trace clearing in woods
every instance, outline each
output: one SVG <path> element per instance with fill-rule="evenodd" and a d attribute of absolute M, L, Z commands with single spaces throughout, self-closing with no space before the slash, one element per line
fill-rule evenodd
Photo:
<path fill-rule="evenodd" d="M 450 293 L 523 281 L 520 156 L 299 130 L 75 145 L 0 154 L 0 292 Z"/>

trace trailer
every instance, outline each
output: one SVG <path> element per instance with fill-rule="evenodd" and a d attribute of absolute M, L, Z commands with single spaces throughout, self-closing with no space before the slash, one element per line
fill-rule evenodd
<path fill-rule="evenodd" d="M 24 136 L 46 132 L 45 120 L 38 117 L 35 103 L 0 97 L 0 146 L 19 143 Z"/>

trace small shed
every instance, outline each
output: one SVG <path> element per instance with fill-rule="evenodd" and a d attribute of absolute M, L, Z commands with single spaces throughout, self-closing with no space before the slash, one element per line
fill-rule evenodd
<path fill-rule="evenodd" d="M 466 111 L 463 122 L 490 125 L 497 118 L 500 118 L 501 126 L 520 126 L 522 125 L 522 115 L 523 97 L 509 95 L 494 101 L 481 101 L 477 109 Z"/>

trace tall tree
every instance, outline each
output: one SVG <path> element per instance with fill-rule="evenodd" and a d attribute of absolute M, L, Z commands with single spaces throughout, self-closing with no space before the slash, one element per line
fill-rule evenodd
++++++++
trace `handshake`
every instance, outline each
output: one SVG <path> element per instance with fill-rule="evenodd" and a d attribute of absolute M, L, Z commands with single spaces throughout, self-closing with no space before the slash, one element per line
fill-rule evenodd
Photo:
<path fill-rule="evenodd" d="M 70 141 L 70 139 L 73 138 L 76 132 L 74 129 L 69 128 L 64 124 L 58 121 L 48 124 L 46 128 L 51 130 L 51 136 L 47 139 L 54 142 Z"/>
++++++++
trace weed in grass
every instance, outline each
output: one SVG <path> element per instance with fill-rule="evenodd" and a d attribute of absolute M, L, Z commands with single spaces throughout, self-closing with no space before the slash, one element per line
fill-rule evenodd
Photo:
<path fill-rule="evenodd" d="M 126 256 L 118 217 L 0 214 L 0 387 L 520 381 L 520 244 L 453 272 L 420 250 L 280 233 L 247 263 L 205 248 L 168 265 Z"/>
++++++++
* PROBLEM
Starting with the line with "trace trailer" and going on through the line with "24 136 L 46", write out every line of those items again, the non-outline lines included. Raise each coordinate in the path outline by 131.

* FINAL RESULT
trace trailer
every instance, outline each
output: one SVG <path> element per instance with fill-rule="evenodd" and a d attribute of absolute M, L, Z commands with single spaces throughout, self-closing with no space before the slash, one element per line
fill-rule evenodd
<path fill-rule="evenodd" d="M 155 267 L 177 263 L 176 251 L 169 248 L 166 234 L 131 228 L 131 277 L 150 274 Z"/>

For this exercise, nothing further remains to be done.